> OBJECTIVE
The required result is the exact run of lines beginning at the one containing "point: white building" and ending at the last line of the entries.

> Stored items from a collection

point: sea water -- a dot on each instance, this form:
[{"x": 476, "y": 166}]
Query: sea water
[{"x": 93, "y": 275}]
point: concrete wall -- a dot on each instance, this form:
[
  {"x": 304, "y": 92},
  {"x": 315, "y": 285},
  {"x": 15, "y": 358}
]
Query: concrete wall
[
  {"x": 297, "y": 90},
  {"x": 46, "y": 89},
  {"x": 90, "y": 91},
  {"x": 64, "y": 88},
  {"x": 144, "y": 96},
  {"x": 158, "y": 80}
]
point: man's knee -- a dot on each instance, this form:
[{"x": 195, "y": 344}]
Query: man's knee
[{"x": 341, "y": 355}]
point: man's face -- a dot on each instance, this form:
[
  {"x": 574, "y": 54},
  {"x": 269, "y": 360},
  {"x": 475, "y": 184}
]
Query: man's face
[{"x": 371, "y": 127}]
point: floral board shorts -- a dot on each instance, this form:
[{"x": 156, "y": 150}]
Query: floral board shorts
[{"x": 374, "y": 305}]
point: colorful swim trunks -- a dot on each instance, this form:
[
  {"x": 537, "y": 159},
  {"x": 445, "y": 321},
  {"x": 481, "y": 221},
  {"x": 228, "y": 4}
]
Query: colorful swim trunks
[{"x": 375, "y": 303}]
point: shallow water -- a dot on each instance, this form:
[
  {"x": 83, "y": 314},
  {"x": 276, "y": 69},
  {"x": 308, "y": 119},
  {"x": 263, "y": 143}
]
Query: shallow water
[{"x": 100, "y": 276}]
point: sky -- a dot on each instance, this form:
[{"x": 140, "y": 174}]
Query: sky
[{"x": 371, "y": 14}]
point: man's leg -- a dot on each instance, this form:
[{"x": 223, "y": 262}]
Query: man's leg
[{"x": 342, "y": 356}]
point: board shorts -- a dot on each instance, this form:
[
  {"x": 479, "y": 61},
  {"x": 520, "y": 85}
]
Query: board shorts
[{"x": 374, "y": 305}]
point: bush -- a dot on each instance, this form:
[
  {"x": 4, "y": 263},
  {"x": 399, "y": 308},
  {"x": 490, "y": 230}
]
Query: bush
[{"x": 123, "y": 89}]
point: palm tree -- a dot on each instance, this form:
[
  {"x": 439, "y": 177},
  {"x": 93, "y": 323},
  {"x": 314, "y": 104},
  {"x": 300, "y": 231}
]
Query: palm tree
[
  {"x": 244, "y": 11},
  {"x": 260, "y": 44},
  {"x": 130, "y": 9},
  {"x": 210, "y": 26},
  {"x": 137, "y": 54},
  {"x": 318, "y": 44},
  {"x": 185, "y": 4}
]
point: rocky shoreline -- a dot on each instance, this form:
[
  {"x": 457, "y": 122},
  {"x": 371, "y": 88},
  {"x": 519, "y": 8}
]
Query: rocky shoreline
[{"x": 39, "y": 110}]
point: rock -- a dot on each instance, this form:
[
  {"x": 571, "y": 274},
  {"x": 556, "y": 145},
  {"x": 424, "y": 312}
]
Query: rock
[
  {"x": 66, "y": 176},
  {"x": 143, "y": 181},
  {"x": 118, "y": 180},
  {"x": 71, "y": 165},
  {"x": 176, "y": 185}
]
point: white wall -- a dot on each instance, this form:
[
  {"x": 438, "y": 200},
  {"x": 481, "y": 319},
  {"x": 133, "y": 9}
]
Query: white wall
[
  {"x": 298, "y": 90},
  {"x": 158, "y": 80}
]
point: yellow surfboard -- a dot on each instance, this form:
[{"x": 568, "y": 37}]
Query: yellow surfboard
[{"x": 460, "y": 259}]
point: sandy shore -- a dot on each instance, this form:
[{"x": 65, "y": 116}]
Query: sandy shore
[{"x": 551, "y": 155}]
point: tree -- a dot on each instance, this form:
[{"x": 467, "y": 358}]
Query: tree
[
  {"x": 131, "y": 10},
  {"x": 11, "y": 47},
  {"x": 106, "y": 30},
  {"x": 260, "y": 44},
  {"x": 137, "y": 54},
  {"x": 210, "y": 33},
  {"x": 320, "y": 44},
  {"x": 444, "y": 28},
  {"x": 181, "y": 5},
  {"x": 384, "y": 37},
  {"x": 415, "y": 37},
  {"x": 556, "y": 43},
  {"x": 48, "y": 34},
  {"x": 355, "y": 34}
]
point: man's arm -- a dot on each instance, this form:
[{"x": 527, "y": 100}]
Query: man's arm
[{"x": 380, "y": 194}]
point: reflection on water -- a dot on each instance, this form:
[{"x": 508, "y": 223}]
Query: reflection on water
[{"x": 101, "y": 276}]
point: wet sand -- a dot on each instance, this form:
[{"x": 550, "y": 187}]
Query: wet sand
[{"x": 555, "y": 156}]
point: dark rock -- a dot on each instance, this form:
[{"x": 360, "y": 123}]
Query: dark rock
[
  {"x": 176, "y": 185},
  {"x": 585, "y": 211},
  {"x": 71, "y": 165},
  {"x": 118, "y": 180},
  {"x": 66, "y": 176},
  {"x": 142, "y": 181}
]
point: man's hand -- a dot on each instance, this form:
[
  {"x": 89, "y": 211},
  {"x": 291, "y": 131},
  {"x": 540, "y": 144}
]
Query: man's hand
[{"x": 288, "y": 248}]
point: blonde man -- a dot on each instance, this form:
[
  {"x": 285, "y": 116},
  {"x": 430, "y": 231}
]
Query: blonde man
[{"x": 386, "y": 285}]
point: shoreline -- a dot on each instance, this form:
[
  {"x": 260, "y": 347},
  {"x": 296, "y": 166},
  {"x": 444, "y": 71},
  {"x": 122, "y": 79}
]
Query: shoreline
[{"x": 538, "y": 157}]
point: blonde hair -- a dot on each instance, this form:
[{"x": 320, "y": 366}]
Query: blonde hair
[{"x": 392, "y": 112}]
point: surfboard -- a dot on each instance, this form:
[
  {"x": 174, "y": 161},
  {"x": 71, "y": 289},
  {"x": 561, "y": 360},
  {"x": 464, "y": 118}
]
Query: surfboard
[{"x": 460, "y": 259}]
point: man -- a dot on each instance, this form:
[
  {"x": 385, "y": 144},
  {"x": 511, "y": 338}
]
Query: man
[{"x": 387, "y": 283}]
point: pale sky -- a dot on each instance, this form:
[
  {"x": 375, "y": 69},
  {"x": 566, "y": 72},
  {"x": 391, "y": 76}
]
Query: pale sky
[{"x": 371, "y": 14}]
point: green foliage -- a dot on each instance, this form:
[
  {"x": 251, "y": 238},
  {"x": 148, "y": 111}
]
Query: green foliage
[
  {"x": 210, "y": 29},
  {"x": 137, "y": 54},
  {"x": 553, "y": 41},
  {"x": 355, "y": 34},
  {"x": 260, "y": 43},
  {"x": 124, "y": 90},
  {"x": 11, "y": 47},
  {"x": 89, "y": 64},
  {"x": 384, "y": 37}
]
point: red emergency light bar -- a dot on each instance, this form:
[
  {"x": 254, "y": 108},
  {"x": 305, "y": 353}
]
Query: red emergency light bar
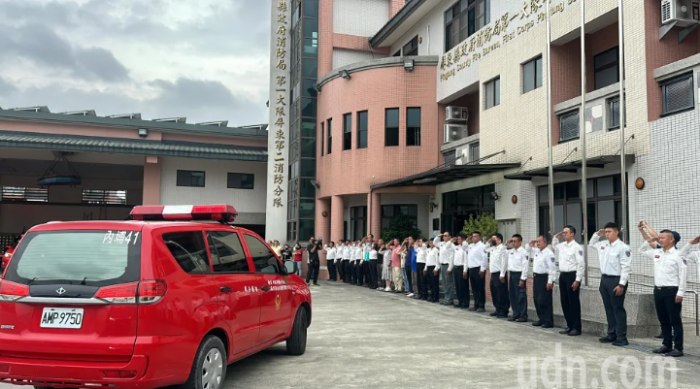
[{"x": 219, "y": 213}]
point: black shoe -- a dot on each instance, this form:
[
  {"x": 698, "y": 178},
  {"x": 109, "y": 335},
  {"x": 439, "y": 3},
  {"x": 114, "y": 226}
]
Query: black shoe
[{"x": 662, "y": 350}]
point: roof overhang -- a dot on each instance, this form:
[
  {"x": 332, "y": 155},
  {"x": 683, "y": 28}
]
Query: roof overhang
[
  {"x": 402, "y": 22},
  {"x": 568, "y": 167},
  {"x": 132, "y": 146},
  {"x": 445, "y": 174}
]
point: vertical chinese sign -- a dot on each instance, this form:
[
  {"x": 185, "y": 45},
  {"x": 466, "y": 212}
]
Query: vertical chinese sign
[{"x": 276, "y": 215}]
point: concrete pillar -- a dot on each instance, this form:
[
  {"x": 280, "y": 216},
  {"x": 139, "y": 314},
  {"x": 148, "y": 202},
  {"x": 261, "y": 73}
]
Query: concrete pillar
[
  {"x": 395, "y": 6},
  {"x": 151, "y": 181},
  {"x": 337, "y": 218},
  {"x": 374, "y": 200},
  {"x": 322, "y": 231}
]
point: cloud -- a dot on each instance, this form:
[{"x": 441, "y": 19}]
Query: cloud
[
  {"x": 206, "y": 60},
  {"x": 43, "y": 46}
]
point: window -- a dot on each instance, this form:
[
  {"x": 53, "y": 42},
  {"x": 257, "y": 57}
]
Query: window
[
  {"x": 492, "y": 92},
  {"x": 240, "y": 181},
  {"x": 474, "y": 152},
  {"x": 614, "y": 113},
  {"x": 391, "y": 127},
  {"x": 264, "y": 260},
  {"x": 93, "y": 258},
  {"x": 449, "y": 156},
  {"x": 604, "y": 205},
  {"x": 464, "y": 19},
  {"x": 413, "y": 121},
  {"x": 605, "y": 68},
  {"x": 362, "y": 128},
  {"x": 532, "y": 75},
  {"x": 678, "y": 94},
  {"x": 104, "y": 197},
  {"x": 568, "y": 126},
  {"x": 188, "y": 250},
  {"x": 190, "y": 178},
  {"x": 411, "y": 48},
  {"x": 390, "y": 211},
  {"x": 21, "y": 193},
  {"x": 358, "y": 222},
  {"x": 227, "y": 254},
  {"x": 347, "y": 131},
  {"x": 330, "y": 136}
]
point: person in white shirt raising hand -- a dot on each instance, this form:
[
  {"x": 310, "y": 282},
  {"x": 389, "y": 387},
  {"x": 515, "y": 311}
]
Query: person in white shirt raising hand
[
  {"x": 498, "y": 266},
  {"x": 670, "y": 269},
  {"x": 615, "y": 267}
]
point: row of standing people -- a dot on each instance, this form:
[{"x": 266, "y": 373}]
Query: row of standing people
[{"x": 415, "y": 267}]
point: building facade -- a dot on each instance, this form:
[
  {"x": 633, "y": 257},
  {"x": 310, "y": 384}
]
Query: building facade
[
  {"x": 441, "y": 112},
  {"x": 103, "y": 166}
]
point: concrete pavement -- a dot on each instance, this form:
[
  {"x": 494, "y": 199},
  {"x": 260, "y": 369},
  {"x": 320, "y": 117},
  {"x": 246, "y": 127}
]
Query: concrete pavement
[{"x": 361, "y": 338}]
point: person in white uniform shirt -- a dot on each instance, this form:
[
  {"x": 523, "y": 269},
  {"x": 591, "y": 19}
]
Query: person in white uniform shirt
[
  {"x": 478, "y": 262},
  {"x": 461, "y": 282},
  {"x": 670, "y": 269},
  {"x": 422, "y": 279},
  {"x": 571, "y": 268},
  {"x": 347, "y": 262},
  {"x": 432, "y": 263},
  {"x": 544, "y": 274},
  {"x": 518, "y": 267},
  {"x": 331, "y": 253},
  {"x": 447, "y": 254},
  {"x": 615, "y": 267},
  {"x": 498, "y": 266}
]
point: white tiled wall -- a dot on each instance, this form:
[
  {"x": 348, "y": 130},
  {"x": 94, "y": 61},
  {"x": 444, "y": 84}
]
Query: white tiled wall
[
  {"x": 359, "y": 17},
  {"x": 215, "y": 190}
]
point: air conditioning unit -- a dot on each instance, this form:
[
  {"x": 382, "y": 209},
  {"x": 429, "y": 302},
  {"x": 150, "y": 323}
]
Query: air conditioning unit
[
  {"x": 683, "y": 12},
  {"x": 454, "y": 132},
  {"x": 456, "y": 114}
]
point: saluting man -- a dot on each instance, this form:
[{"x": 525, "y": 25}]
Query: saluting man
[
  {"x": 615, "y": 267},
  {"x": 518, "y": 267},
  {"x": 571, "y": 268},
  {"x": 670, "y": 269},
  {"x": 544, "y": 274}
]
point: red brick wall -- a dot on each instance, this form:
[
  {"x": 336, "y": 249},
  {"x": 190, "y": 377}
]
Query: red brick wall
[
  {"x": 664, "y": 52},
  {"x": 353, "y": 171}
]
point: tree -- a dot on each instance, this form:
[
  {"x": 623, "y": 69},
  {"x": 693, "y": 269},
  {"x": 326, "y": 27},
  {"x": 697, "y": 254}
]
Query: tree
[
  {"x": 401, "y": 227},
  {"x": 485, "y": 223}
]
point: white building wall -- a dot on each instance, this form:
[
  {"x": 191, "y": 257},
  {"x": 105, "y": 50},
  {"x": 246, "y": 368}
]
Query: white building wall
[
  {"x": 359, "y": 17},
  {"x": 249, "y": 203}
]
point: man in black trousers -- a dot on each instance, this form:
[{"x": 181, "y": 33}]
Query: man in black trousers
[
  {"x": 571, "y": 268},
  {"x": 615, "y": 267}
]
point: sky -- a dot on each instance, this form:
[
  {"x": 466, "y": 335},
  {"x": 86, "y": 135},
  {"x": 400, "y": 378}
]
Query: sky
[{"x": 207, "y": 60}]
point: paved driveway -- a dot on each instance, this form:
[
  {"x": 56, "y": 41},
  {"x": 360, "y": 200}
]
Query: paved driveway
[{"x": 367, "y": 339}]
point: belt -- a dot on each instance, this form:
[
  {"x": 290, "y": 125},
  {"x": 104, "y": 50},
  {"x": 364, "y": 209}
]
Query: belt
[{"x": 665, "y": 287}]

> RESULT OF THIS TASK
point: white building wall -- a dot on each instance, this form:
[
  {"x": 191, "y": 257},
  {"x": 105, "y": 50},
  {"x": 246, "y": 368}
]
Query: white building wall
[
  {"x": 359, "y": 17},
  {"x": 249, "y": 203}
]
point: man in black trousers -- a dot on each instance, this form:
[{"x": 181, "y": 33}]
Query: man in black trousers
[
  {"x": 571, "y": 268},
  {"x": 615, "y": 267}
]
point: sky -- a dot on each instance, this form:
[
  {"x": 466, "y": 335},
  {"x": 86, "y": 135},
  {"x": 400, "y": 378}
]
Query: sky
[{"x": 207, "y": 60}]
point: paved driveway -- a dot on each instance, this form:
[
  {"x": 56, "y": 41},
  {"x": 360, "y": 200}
]
Query: paved driveway
[{"x": 367, "y": 339}]
point: belt -- a dot on each instance, this form:
[
  {"x": 290, "y": 125},
  {"x": 104, "y": 50},
  {"x": 364, "y": 209}
]
Query: belt
[{"x": 665, "y": 287}]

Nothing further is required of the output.